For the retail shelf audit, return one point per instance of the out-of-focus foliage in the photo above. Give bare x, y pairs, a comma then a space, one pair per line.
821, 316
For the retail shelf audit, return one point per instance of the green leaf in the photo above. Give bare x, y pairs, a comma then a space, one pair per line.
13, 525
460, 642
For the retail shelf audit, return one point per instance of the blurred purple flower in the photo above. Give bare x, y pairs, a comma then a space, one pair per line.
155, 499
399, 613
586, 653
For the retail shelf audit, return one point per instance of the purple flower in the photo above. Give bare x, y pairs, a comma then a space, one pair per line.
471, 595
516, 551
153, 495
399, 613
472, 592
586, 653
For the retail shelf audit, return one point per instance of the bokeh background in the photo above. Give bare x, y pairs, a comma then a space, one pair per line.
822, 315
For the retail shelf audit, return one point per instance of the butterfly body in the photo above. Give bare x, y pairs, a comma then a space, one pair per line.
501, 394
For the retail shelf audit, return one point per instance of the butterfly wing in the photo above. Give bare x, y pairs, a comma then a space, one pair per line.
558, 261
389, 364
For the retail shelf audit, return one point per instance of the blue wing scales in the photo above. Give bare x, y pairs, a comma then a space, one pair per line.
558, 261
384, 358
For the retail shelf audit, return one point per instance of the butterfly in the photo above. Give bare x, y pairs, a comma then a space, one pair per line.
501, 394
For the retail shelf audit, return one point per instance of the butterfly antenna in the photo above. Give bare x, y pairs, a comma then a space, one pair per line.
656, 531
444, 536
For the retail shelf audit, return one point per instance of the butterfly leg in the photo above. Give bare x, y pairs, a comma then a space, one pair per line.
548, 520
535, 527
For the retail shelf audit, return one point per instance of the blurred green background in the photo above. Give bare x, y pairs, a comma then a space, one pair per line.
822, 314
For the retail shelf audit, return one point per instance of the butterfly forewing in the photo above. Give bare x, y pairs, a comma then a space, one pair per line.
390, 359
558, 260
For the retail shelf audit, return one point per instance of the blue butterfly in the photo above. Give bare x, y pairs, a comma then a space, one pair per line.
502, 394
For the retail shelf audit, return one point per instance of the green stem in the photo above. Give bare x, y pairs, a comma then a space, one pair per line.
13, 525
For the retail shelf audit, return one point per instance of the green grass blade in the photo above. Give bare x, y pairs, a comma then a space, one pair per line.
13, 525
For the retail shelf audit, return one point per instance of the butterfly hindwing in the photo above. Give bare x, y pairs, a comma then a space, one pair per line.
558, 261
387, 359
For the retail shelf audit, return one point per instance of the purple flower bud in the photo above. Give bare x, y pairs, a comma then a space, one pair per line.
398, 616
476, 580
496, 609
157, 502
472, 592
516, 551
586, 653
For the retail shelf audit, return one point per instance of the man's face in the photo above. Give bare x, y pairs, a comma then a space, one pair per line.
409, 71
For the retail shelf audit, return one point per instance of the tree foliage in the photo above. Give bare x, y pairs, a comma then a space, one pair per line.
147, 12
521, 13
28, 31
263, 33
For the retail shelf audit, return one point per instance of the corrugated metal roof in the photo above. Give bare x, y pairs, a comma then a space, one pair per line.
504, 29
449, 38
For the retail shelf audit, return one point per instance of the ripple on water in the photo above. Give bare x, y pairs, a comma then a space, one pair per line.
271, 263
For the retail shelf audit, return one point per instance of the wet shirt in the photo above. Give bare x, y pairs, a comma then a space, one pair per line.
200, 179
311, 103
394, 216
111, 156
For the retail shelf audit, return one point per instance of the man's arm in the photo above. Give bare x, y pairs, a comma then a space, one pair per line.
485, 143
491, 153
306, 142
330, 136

-.-.-

== Written task ==
Give the records above as a two-column CSV, starting at the line containing "of the corrugated" and running through the end of the records. Use the columns instruction and coordinates, with one row per record holding its text and its answer, each in a single quoted field with line breaks replaced by spaces.

== Task answer ==
instruction,coordinates
"For the retail shelf audit, return one point per instance of the corrugated metal roof in the photo above. Give bare x, y pairs, a comma then a space, one pair per line.","504, 29 449, 38"
"For the retail shelf audit, return one point per instance of the ripple on water in the photo above. Give bare x, y pairs, a comma then a space, one pair per line.","271, 263"
"For the retail shelf audit, return one point per instance of the wet shirt in the photo above. Give bare x, y pairs, a comma then a space, one pair per line.","200, 179 311, 103 394, 216 111, 156"
"For the retail shelf audit, return one point per instance of the man's arm in the photo above. Give bare x, y pairs, a comma then a space, one pair per line.","485, 143 491, 153 306, 142 330, 136"